:: YOUR OBJECTIVE ::
Rescale only the rows from the line that has "Each instance receives one point. Mark the white cloud" through the line that has "(1039, 325)", and write out every one of those lines again, requests included. Multiply each coordinate in the answers by 0.8 and round it to a whole number, with halves rounding up.

++++ DATA ++++

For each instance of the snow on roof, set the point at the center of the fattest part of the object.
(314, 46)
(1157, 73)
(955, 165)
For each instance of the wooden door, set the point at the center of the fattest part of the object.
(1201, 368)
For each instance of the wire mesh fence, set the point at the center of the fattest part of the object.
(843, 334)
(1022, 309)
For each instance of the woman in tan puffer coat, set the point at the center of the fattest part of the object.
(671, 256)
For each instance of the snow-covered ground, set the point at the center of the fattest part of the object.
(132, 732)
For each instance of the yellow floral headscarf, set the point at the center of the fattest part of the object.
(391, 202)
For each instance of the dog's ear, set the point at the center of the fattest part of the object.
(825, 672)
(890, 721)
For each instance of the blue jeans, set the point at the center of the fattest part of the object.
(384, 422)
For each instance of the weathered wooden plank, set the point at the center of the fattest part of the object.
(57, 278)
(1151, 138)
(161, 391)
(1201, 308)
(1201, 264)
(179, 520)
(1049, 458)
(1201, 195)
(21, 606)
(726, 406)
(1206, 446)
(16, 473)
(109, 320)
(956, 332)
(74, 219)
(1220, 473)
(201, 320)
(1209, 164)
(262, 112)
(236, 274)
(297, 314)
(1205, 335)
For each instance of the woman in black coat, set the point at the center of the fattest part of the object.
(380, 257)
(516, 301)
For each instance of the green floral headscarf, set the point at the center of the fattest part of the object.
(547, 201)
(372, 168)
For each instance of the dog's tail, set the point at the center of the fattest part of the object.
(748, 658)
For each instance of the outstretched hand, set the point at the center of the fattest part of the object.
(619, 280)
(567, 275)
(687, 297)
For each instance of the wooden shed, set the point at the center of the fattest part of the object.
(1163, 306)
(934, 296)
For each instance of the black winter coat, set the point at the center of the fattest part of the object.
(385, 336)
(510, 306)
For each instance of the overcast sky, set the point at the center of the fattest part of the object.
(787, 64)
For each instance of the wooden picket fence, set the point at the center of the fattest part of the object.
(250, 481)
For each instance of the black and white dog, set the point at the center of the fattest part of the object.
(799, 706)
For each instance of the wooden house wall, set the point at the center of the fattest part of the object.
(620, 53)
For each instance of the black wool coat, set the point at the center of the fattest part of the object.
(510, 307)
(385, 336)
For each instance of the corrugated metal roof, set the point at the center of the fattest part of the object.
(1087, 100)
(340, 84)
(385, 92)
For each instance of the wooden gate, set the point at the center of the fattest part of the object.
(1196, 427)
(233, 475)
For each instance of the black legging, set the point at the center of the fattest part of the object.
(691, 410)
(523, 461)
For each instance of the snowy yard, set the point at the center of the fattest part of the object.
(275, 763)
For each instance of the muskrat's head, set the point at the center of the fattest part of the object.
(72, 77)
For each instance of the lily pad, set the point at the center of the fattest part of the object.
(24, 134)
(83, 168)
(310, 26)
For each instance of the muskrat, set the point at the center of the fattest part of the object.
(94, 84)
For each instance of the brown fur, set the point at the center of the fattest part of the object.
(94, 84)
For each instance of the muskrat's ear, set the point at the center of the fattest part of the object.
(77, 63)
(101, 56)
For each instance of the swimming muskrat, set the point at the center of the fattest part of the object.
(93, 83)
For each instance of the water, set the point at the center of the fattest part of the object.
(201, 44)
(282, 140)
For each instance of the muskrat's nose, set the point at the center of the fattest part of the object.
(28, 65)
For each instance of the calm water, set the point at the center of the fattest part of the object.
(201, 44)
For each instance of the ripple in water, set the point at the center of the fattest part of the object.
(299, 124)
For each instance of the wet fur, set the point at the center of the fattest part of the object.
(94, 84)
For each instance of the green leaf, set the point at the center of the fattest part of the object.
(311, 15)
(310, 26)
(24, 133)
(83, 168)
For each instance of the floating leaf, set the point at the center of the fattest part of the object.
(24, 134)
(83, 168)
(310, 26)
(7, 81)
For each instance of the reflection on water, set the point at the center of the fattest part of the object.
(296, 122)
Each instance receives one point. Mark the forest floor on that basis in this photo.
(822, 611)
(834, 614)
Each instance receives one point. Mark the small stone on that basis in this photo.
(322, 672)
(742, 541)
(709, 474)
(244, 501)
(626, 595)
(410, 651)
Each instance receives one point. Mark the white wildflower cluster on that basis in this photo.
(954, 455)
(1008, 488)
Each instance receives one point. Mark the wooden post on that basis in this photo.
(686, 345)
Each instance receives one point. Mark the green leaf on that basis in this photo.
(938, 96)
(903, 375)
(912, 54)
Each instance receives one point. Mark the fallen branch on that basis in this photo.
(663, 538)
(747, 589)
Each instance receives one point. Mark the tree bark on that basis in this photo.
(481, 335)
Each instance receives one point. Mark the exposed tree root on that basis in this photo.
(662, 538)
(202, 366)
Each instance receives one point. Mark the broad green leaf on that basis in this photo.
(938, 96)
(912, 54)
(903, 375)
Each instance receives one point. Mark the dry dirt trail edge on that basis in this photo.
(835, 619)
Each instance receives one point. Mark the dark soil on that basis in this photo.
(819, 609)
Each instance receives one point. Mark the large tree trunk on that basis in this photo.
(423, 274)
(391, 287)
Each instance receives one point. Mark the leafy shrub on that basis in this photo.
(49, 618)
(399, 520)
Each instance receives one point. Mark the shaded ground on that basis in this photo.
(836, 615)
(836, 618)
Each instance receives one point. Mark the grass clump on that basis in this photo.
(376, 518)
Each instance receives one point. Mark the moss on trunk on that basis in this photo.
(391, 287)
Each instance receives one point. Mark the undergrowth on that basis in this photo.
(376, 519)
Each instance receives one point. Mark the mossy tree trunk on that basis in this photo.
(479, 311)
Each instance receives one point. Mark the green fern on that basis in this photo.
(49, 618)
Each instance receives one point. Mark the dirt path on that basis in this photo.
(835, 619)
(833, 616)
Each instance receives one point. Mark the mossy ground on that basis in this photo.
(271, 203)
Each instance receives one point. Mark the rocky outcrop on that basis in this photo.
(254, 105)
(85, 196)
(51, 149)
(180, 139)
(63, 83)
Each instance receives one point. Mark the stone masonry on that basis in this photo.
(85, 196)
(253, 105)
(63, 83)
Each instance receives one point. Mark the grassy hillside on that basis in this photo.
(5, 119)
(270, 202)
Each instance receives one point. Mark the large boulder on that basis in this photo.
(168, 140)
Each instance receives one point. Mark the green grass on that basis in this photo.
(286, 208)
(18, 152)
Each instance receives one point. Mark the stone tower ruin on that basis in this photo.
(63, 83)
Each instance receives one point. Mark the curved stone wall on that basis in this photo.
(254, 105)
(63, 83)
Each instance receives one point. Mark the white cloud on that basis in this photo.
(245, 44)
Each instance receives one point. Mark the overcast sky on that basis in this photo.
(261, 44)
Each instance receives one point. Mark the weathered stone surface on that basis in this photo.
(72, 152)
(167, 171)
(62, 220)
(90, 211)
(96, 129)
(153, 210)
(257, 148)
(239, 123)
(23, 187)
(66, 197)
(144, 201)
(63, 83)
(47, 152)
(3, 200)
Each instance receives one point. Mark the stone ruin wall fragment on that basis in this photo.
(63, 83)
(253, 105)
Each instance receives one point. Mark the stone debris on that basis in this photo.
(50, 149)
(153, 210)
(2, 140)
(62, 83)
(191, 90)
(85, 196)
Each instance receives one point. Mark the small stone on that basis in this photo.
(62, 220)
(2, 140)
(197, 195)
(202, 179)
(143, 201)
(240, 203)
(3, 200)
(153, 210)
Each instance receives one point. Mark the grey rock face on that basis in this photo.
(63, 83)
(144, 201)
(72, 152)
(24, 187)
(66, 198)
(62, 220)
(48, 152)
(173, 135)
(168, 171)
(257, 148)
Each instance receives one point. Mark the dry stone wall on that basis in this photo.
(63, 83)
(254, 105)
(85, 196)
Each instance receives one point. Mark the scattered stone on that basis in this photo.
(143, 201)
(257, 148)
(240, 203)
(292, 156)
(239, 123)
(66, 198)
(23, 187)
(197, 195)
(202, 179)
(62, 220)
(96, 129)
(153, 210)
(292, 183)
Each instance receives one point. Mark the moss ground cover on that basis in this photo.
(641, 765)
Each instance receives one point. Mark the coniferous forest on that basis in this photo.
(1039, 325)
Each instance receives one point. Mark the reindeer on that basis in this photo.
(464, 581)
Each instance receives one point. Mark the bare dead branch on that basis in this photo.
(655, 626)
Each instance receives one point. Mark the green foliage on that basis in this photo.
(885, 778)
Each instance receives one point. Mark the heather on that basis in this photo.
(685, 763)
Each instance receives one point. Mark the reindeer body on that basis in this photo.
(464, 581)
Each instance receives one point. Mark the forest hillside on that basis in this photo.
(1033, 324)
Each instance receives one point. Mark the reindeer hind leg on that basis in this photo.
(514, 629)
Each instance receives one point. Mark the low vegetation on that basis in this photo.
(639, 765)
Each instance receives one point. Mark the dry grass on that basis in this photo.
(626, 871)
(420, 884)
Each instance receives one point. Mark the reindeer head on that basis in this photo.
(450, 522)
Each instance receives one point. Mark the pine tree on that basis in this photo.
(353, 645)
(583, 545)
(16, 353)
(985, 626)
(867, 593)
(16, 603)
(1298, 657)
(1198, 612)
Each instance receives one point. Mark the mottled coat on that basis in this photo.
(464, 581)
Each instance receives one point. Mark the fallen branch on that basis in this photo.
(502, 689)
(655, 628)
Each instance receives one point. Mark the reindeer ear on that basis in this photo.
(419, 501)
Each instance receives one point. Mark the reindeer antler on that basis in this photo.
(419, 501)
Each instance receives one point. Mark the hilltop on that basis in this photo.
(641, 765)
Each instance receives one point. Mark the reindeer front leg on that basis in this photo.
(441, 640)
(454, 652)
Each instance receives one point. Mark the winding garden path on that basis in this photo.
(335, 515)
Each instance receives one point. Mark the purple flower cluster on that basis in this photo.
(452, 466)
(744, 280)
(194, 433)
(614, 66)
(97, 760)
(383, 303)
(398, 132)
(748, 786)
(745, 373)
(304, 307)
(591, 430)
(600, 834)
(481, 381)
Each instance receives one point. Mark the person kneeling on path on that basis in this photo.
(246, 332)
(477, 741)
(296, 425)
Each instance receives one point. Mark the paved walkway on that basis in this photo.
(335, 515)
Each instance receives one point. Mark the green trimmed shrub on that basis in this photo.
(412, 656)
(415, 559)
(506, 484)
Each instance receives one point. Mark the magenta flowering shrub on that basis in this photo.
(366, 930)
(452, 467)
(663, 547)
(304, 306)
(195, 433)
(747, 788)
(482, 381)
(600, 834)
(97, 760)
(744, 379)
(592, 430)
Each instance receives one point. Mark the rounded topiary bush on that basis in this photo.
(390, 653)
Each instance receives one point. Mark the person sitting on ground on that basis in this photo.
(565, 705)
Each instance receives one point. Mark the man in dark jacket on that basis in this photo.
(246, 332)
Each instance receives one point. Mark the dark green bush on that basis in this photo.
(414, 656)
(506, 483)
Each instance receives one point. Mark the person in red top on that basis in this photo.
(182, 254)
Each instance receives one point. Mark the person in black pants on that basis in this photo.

++++

:: TASK SOLUTION ::
Each instance receives one point. Mark the white cloud on that basis in this photo.
(196, 35)
Each instance receives one point. Mark the overcast sky on that basis in this photo.
(209, 35)
Each instance receives one point. Mark the weathered stone surface on that basis in this photo.
(58, 122)
(134, 137)
(50, 176)
(72, 169)
(77, 103)
(122, 168)
(206, 118)
(191, 98)
(18, 150)
(53, 158)
(115, 161)
(50, 66)
(38, 122)
(2, 160)
Each instance receives one point. Mark the stone ruin wall fragment on that basis in this photo.
(50, 66)
(202, 84)
Each instance receives one point. Mark the stone debris on that basis in this photo.
(40, 119)
(122, 168)
(2, 112)
(50, 66)
(153, 72)
(68, 157)
Each instance receives one point. Mark the small stone on that basis in this photo.
(50, 176)
(2, 112)
(158, 156)
(162, 143)
(114, 161)
(192, 162)
(2, 160)
(122, 168)
Each instance receives one point. Mark the grey rock face on that basis in this photo.
(50, 66)
(115, 161)
(58, 122)
(19, 150)
(53, 158)
(50, 176)
(38, 122)
(138, 108)
(134, 137)
(206, 118)
Each instance receives one point. Mark the dry stone wall on that basis in this photo.
(50, 66)
(203, 84)
(68, 157)
Each instance receives one point. Mark the scattered stone on that basis in this photo.
(114, 161)
(206, 118)
(192, 162)
(234, 125)
(191, 98)
(53, 158)
(18, 150)
(158, 156)
(162, 143)
(50, 176)
(77, 103)
(122, 168)
(234, 146)
Each instance receives one point. Mark the moss ground cover on that basis in this photo.
(513, 612)
Each instance receives one point. Mark the coniferous forest on that basis in this photo.
(831, 260)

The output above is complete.